◆ **Selected passage**

Under a provincial Education Ministry grant program called “Parents Reaching Out,” the teacher/librarians at St. Marys DCVI and Mitchell District High School have combined forces this year to offer a 70-title “e-book” library to parents and other members of their school communities.

The books, available for free to anyone who signs up for an “Electronic Parent Resource Library” account and downloads a free “app” on their smartphone, tablet computer or home computer, cover a range of topics broadly encompassing the challenges and rewards of being parents to teenagers.

An information night explaining the new service will be held in the St. Marys DCVI library on Wednesday, April 16 at 7 p.m.

“We started the service at the beginning of this school year, but our hope is that we’ll be able to find ways to expand on it,” said DCVI teacher/librarian Sue Hushen last week.

Hushen and her MDHS counterpart worked with their respective Parent Councils to apply for the Parents Reaching Out Grant, which is geared specifically towards getting parents involved in projects to enhance the school’s education environment. The e-book library fits into those guidelines, Hushen explains, because the information and insight provided by the service will help parents better understand the needs of students of varying backgrounds within the school.

Hushen says when she first came to DCVI, a collection of hard-copy books about things like parenting, dealing with behavioural and substance abuse problems, or teenaged mental health issues, was available. But with busy families finding it difficult to make a visit to the school, that service wasn’t well-used.

The new e-book library, with about 70 titles and more to be added in response to service user input is entirely online, and entirely digital. There are no fines, since the digital files disappear from your computing device at the conclusion of the three-week lending period (although they can also be renewed).

Topics of interest include raising young athletes, parenting through divorce, and assisting teenagers who are faced with a variety of educational issues.

“We tried to get a range of topics so we could provide an incentive to sign up for as many people as possible,” Hushen told the Journal Argus.

She stresses, as well, that it’s a community resource, not just a school resource. Just as the entire community has an influence on the students at the high school, you don’t have to be a parent of a DCVI student to sign up.

“We’ve got grandparents, we’ve got all kinds of people who might be interested,” Hushen said.

◆ **Raw records**
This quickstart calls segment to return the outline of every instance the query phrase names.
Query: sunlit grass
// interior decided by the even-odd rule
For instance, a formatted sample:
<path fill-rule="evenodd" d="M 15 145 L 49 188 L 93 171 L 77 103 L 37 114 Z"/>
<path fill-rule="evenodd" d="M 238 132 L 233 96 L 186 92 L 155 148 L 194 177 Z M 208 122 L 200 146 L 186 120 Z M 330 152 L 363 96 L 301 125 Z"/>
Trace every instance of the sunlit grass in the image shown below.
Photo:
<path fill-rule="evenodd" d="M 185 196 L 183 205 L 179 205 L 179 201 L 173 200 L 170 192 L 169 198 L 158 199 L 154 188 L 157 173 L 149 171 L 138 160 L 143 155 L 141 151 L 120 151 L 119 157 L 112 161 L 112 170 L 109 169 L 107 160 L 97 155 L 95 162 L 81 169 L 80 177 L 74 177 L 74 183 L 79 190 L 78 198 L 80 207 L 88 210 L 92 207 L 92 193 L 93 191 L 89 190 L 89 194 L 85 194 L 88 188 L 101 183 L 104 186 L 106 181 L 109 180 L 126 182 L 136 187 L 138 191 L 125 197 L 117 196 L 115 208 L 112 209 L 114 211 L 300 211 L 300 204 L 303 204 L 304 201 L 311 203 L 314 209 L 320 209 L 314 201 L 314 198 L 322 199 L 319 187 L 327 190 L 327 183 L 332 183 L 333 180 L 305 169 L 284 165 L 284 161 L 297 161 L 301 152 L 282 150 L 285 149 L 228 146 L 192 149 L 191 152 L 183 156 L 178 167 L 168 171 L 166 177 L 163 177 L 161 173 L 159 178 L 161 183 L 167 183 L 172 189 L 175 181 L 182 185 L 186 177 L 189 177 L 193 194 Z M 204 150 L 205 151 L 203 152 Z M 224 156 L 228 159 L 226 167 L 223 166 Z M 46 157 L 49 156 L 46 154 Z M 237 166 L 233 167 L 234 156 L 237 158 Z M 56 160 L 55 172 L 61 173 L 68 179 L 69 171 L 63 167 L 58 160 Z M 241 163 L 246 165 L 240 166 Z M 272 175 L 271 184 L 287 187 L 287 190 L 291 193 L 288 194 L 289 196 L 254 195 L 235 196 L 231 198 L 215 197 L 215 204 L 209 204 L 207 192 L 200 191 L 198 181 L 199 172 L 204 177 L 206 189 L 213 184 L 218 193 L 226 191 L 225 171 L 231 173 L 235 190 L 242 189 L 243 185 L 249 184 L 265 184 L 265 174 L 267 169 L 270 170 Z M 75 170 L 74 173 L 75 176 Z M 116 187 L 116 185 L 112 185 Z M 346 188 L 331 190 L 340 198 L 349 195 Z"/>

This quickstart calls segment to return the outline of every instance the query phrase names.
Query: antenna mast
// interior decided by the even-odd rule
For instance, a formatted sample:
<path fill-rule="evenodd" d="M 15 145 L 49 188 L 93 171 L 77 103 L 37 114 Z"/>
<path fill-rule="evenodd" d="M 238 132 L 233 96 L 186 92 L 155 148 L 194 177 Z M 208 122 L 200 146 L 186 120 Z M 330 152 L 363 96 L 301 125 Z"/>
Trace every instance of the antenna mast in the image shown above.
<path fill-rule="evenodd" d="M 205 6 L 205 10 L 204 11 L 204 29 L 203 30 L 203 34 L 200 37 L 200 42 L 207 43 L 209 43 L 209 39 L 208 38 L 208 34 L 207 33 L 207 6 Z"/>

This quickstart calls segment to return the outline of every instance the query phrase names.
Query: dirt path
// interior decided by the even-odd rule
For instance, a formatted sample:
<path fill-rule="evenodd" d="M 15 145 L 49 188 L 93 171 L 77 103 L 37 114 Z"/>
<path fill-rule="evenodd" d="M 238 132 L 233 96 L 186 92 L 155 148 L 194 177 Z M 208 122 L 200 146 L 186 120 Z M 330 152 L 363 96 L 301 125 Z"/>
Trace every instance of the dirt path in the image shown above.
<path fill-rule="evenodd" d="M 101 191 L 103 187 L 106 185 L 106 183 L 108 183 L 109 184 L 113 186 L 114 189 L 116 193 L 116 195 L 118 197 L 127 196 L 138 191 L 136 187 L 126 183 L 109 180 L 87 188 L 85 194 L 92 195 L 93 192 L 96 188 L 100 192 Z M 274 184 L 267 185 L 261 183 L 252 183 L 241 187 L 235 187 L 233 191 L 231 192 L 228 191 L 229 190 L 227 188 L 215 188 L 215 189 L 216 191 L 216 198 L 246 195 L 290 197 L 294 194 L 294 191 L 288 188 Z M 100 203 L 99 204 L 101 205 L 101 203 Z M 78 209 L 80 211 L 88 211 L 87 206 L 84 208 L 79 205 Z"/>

◆ **Problem details**
Render this sentence from the article on the parent e-book library into Spanish: "An information night explaining the new service will be held in the St. Marys DCVI library on Wednesday, April 16 at 7 p.m."

◆ **Exercise output**
Una noche informativa en la que se explicará el nuevo servicio tendrá lugar en la biblioteca de St. Marys DCVI el miércoles 16 de abril a las 7 p. m.